=== Consegna ===
Rispondi alle seguenti domande basandoti sul brano sulla colonna sonora di Bridgerton.
(a) In che anno è uscito Barry Lyndon di Stanley Kubrick?
(b) Chi ha creato la serie Bridgerton e chi l'ha prodotta?
(c) Quale coppia è al centro dei nuovi episodi?

=== Brano da leggere ===
Quali sono gli stilemi di un period drama? Quali sono stati gli elementi che hanno esaltato il ritratto estetico di un’epoca passata? Fin da Barry Lyndon di Stanley Kubrick, nel 1975, in cui la grandiosa messa in scena e l’apparente regalità del suo protagonista tessevano la tela di un povero squattrinato deciso a scalare la società britannica, al romanzo di formazione a Versailles di Sofia Coppola, Marie Antoinette, che mostrava la giovane regina di Francia nelle vesti un’autentica punk rocker, la musica ha sempre determinato lo svolgersi e l’alimentarsi di vicende e trame nascoste. Ma chi ne sta portando avanti l’evoluzione?
Con la sua miscela di eleganza storica e trame da dramedy romantica, Bridgerton ha conquistato il pubblico di tutto il mondo sin dalla sua prima stagione nel 2020. Tra i molti elementi che contribuiscono al fascino della serie creata da Chris Van Dusen e prodotta da Shonda Rhimes, la colonna sonora svolge un ruolo fondamentale nel trasportare gli spettatori nell’atmosfera regale e coinvolgente dell’epoca georgiana, attualizzandola ai giorni nostri con alcuni classici del pop reinterpretati fedelmente in stile operistico. Abbiamo parlato con il compositore della serie, Kris Bowers (Green Book, Una famiglia vincente – King Richard, Il colore viola, Dear White People) per esplorare la complessità musicale di un period drama e il processo dietro la creazione di una partitura che catturi lo spirito dei tanti protagonisti, le anime di Bridgerton e le intricate relazioni familiari. Concentrandoci ovviamente sulla coppia composta da Colin Bridgerton e Penelope Featherington, al centro dei nuovi episodi.
Bridgerton è senza dubbio un’opera corale, suddivisa in più capitoli e che prende in esame di volte in volta personaggi e atmosfere diversi. Come hai cercato di raccontare questo aspetto da un punto di vista compositivo?

=== Estratti di dati sulle regioni etichettate ===
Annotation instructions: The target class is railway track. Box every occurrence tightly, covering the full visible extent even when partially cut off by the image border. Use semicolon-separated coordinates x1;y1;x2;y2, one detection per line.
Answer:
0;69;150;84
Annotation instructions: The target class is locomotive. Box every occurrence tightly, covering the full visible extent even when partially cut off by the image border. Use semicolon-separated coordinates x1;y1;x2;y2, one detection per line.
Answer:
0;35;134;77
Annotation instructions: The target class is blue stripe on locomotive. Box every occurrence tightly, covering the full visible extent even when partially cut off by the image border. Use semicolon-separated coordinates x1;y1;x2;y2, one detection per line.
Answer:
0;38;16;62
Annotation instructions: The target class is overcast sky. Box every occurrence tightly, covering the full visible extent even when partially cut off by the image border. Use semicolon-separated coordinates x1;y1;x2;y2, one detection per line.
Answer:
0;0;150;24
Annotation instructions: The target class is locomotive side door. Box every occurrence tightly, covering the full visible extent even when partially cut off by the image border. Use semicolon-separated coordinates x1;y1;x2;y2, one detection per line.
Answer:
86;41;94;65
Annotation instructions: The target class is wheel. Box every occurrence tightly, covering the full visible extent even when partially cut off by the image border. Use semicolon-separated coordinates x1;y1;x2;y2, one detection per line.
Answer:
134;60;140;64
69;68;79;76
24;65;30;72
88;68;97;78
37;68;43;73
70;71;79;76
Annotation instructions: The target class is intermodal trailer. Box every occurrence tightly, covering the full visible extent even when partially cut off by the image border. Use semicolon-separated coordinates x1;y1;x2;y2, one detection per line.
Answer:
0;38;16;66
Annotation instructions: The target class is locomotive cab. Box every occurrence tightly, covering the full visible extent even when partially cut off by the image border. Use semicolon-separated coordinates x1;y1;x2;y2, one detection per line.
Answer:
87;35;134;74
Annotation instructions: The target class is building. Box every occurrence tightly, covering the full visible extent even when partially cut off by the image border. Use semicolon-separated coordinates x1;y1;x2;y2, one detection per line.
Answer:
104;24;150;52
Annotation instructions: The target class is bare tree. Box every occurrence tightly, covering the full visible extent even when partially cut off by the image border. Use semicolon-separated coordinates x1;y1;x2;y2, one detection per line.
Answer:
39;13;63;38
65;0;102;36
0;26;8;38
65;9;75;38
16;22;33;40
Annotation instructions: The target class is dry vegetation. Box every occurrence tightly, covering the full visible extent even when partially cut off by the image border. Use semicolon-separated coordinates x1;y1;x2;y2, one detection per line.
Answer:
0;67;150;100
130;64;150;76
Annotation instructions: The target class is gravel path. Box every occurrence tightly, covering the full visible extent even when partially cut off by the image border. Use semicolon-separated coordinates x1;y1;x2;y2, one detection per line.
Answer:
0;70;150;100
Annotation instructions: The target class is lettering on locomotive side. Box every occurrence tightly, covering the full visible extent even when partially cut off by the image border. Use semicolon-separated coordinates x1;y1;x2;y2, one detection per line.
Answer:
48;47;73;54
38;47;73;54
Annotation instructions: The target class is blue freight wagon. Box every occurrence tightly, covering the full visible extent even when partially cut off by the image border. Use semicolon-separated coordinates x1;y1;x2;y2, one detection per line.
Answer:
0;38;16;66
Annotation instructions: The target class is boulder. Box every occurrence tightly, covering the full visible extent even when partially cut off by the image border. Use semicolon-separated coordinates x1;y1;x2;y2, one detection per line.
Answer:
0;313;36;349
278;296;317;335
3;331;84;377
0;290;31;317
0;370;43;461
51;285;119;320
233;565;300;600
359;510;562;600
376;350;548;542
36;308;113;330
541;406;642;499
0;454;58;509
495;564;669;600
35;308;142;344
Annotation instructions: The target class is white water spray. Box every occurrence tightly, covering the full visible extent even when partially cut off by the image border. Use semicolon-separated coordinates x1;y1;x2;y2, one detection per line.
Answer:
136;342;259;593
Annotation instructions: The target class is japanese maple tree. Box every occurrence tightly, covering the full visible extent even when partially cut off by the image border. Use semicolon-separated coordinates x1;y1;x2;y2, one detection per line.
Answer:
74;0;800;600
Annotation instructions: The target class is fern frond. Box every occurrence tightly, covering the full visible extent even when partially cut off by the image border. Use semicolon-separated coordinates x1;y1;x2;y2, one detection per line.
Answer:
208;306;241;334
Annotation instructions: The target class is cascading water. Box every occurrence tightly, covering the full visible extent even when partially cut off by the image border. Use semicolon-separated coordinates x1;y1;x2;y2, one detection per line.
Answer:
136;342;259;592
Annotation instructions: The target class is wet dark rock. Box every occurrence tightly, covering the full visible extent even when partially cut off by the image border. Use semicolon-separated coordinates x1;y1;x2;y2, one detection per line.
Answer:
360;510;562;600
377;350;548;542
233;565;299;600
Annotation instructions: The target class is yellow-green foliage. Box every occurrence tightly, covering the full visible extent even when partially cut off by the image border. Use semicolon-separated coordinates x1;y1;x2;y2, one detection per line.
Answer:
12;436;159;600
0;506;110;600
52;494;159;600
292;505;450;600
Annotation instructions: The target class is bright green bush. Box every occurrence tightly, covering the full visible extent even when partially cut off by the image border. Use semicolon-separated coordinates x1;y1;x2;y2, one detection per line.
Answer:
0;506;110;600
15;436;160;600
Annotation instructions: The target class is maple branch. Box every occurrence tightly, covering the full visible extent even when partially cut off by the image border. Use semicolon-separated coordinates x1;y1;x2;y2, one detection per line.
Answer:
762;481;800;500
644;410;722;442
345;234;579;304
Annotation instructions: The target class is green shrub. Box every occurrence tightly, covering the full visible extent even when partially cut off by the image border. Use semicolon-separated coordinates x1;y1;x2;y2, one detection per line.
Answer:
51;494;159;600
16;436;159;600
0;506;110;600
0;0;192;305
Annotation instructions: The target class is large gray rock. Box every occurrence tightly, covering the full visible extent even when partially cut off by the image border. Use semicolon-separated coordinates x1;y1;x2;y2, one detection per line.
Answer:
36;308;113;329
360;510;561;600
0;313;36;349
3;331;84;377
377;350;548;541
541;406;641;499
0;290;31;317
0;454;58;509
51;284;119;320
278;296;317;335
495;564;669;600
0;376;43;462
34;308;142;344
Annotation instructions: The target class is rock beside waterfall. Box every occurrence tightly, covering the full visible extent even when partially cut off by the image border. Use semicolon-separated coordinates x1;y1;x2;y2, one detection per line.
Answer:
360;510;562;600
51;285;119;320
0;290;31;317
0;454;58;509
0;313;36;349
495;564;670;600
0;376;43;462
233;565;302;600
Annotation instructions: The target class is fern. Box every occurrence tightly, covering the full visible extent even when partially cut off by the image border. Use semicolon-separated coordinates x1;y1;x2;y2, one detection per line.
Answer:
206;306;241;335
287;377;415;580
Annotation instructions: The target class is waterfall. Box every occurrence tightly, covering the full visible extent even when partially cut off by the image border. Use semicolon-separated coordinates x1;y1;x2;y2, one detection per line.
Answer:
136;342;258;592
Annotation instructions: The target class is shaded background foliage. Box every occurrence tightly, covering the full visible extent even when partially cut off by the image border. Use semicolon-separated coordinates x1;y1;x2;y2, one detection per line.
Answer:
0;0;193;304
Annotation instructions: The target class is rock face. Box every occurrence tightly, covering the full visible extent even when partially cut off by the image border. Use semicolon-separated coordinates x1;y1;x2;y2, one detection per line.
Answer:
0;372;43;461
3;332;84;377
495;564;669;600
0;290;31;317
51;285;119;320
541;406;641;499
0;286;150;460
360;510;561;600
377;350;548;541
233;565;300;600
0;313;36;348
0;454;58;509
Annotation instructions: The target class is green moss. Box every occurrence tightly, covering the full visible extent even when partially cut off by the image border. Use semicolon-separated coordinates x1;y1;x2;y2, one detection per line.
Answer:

=== Soluzione ===
(a) Nel 1975.
(b) L'ha creata Chris Van Dusen e l'ha prodotta Shonda Rhimes.
(c) Colin Bridgerton e Penelope Featherington.